**AIM OF THE TASK**
From the listing below, pull out every line where the string "costume" appears.

**DATASET**

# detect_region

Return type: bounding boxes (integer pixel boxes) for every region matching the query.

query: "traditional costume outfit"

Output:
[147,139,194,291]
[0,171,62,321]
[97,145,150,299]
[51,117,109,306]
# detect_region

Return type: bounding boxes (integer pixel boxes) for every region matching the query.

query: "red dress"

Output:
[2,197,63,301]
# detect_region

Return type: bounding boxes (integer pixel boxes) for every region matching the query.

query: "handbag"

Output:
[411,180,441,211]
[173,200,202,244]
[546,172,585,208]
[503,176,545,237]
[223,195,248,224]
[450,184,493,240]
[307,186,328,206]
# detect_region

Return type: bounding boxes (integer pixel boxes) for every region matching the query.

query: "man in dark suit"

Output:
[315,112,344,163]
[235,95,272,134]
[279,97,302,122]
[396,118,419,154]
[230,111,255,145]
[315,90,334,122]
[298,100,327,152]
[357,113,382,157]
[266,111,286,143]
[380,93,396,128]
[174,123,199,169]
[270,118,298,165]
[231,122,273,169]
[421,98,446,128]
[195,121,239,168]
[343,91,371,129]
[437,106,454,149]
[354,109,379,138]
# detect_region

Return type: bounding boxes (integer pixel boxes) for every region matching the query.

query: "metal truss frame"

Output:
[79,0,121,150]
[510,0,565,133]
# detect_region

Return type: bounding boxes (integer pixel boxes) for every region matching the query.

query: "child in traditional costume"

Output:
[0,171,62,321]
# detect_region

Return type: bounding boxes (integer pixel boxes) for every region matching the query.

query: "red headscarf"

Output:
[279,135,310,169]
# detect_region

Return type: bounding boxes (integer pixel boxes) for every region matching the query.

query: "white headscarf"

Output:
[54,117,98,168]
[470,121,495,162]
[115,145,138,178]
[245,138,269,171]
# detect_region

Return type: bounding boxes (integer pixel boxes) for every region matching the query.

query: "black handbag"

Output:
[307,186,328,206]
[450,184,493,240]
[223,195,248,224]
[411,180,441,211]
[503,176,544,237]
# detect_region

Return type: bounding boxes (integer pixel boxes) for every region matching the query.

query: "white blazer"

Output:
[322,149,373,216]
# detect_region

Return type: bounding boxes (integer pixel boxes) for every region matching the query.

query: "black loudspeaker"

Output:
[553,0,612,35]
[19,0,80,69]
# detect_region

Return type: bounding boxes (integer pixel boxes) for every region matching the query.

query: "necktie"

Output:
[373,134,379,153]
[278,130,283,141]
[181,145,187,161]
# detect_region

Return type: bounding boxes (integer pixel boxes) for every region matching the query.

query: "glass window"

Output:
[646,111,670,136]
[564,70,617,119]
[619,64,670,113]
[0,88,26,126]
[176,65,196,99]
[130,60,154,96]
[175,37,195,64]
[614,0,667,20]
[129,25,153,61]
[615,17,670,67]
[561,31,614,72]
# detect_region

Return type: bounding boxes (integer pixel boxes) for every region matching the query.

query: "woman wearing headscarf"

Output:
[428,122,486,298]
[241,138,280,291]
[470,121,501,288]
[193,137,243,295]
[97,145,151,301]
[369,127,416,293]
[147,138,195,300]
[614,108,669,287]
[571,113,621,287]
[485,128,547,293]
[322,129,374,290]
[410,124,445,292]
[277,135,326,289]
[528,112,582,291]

**SOLUTION TO THIS EXERCISE**
query: "traditional costume outfit"
query: "child in traditional costume"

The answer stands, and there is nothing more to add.